_EXERCISE DIRECTIONS_
The records below must be transcribed exactly.
EXTRACTED DATA: Begin
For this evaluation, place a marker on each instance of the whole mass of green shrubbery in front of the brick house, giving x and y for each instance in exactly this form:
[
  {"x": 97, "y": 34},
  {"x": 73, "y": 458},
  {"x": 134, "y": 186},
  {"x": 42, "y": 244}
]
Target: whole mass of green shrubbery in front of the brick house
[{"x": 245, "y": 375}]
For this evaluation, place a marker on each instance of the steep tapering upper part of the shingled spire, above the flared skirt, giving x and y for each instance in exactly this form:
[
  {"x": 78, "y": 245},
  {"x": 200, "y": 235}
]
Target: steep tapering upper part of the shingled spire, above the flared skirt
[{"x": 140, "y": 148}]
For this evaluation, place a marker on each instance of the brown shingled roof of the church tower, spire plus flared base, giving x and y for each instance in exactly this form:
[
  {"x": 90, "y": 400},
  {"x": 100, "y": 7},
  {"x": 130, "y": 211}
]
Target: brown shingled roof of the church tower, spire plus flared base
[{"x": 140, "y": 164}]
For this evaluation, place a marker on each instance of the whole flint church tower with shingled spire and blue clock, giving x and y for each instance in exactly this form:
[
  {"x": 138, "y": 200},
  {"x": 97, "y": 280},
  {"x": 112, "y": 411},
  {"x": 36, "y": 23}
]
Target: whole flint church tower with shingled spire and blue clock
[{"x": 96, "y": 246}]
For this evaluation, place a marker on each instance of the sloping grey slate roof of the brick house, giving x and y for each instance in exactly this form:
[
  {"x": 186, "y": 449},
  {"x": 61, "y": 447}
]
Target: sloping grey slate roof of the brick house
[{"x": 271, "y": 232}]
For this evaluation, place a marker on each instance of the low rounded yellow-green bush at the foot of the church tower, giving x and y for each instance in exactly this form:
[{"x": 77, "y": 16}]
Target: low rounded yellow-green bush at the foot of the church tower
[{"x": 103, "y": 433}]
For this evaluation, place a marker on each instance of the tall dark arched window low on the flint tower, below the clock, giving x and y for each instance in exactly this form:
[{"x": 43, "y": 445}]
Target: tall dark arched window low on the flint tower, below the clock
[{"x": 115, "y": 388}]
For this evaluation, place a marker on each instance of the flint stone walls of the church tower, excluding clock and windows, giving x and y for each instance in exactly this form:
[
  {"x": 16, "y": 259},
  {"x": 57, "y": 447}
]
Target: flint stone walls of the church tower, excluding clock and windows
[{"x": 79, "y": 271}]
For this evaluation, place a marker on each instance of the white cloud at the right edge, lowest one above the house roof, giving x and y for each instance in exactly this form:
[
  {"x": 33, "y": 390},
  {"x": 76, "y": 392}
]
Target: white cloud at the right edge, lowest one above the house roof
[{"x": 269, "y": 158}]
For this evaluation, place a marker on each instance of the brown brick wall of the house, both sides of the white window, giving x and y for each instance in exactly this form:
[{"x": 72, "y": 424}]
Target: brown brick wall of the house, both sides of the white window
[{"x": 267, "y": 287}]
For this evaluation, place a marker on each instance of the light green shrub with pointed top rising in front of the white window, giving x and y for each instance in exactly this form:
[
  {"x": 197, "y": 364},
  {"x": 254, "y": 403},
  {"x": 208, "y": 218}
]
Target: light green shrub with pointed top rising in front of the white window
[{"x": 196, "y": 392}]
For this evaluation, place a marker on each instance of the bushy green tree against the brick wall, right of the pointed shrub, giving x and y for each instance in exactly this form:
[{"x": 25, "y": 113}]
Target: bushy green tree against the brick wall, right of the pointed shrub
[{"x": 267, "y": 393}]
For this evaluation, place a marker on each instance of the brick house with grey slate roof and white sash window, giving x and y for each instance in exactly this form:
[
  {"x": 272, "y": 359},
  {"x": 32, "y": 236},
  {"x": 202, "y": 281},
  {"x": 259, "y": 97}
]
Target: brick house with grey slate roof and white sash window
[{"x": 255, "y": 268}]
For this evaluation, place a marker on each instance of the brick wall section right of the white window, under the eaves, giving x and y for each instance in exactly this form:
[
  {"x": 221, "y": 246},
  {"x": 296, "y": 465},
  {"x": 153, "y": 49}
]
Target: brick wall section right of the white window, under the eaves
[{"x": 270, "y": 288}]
EXTRACTED DATA: End
_SOLUTION_
For this evaluation, place a marker on each instance of the whole mass of green shrubbery in front of the brick house, giving x and y for each instance in exactly this form:
[
  {"x": 97, "y": 34},
  {"x": 73, "y": 458},
  {"x": 134, "y": 186},
  {"x": 42, "y": 244}
]
Target: whole mass of green shrubbery in front of the brick house
[{"x": 245, "y": 375}]
For this evaluation, place a marker on each instance of the steep tapering upper part of the shingled spire, above the flared skirt, giving x and y for each instance in exactly this form:
[
  {"x": 78, "y": 245},
  {"x": 200, "y": 235}
]
Target: steep tapering upper part of the shingled spire, above the flared skirt
[{"x": 140, "y": 148}]
For this evaluation, place a marker on each instance of the brown shingled roof of the church tower, spire plus flared base, giving x and y for each instance in exactly this form:
[
  {"x": 90, "y": 400},
  {"x": 100, "y": 7},
  {"x": 130, "y": 211}
]
Target: brown shingled roof of the church tower, spire plus flared base
[{"x": 140, "y": 164}]
For this evaluation, place a marker on each instance of the whole flint church tower with shingled spire and blue clock, giving x and y for each instance in exactly this form:
[
  {"x": 138, "y": 200},
  {"x": 97, "y": 280},
  {"x": 112, "y": 411},
  {"x": 36, "y": 23}
]
Target: whole flint church tower with shingled spire and blue clock
[{"x": 96, "y": 246}]
For this evaluation, place a marker on each instance of the sloping grey slate roof of the brick house, giving x and y for each instance in exactly this form:
[
  {"x": 186, "y": 449},
  {"x": 61, "y": 447}
]
Target: sloping grey slate roof of the brick house
[{"x": 271, "y": 232}]
For this evaluation, place a marker on each instance of the low rounded yellow-green bush at the foot of the church tower, giving x and y for each instance in exactly this form:
[{"x": 77, "y": 16}]
Target: low rounded yellow-green bush at the foot of the church tower
[{"x": 103, "y": 433}]
For this evaluation, place a marker on each instance of the tall dark arched window low on the flint tower, below the clock, giving x and y for each instance in exactly this form:
[{"x": 43, "y": 445}]
Target: tall dark arched window low on the flint tower, below the clock
[{"x": 115, "y": 388}]
For this evaluation, place a marker on each instance of the flint stone walls of the church tower, excluding clock and windows, giving x and y for each instance in exactly this form:
[
  {"x": 16, "y": 259},
  {"x": 57, "y": 447}
]
Target: flint stone walls of the church tower, excluding clock and windows
[{"x": 79, "y": 271}]
For this evaluation, place a marker on each instance of the white cloud at the right edge, lowest one above the house roof, giving x and y for each instance in exactly this form:
[
  {"x": 33, "y": 390},
  {"x": 76, "y": 392}
]
Target: white cloud at the right edge, lowest one above the house roof
[{"x": 269, "y": 158}]
For this evaluation, place a marker on each instance of the brown brick wall of the house, both sides of the white window, giving x and y for each instance in exactly this form:
[{"x": 72, "y": 424}]
Target: brown brick wall of the house, both sides of the white window
[{"x": 267, "y": 287}]
For this evaluation, place a marker on each instance of the light green shrub with pointed top rising in front of the white window, giving x and y for each instance in exactly this form:
[
  {"x": 197, "y": 364},
  {"x": 254, "y": 403},
  {"x": 208, "y": 218}
]
Target: light green shrub with pointed top rising in front of the white window
[{"x": 196, "y": 392}]
For this evaluation, place a marker on each instance of the bushy green tree against the brick wall, right of the pointed shrub, giving x and y for each instance in exactly this form:
[{"x": 25, "y": 113}]
Target: bushy green tree against the brick wall, right of the pointed shrub
[{"x": 267, "y": 393}]
For this evaluation, place a marker on each instance of the brick house with grey slate roof and white sash window, giving x and y for each instance in exactly this form:
[
  {"x": 272, "y": 359},
  {"x": 32, "y": 236},
  {"x": 202, "y": 281},
  {"x": 259, "y": 97}
]
Target: brick house with grey slate roof and white sash window
[{"x": 255, "y": 268}]
For this evaluation, place a marker on each instance of the brick wall section right of the white window, under the eaves, giving x and y for each instance in exactly this form:
[
  {"x": 221, "y": 246},
  {"x": 296, "y": 465},
  {"x": 153, "y": 49}
]
Target: brick wall section right of the white window, under the eaves
[{"x": 270, "y": 288}]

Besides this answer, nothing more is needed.